[Data supplied]
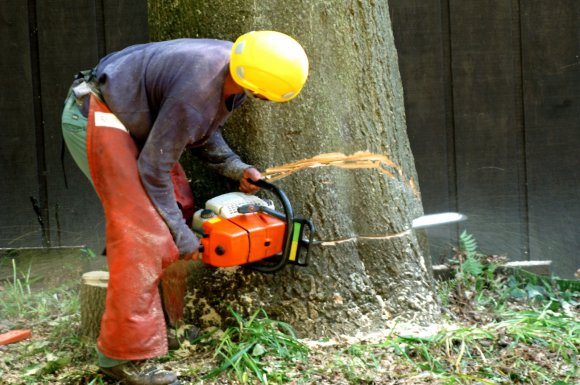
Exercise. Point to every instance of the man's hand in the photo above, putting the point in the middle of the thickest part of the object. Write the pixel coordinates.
(247, 187)
(193, 256)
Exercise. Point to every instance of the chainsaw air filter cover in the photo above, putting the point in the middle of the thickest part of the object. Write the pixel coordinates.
(241, 239)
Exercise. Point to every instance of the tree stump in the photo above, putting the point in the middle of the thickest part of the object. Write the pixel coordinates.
(92, 302)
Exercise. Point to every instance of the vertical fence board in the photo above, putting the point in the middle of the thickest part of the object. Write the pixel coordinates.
[/Data supplied]
* To do *
In full and without any pictures, print the listing above exactly.

* Answer area *
Exercise. Point to every instance of the man's hand in the photo above, putting the point in the middle of the thickest part of the object. Write the pixel coordinates.
(247, 187)
(193, 256)
Exercise. Point to every instance of the chainsaw air filter cover in the photo above, putting the point in the middle of the thickest part of the object. Write the pixel coordinates.
(241, 239)
Exercise. Point to every instance of the tree stump in the photo above, putting the point in the middle of the thickest part of the object. Write the pixel coordinates.
(92, 302)
Exercise. Point to every instance of the vertical fence board in the photo above, putting the point in the middle of the thickest part of the object. Write the pixel coordinates.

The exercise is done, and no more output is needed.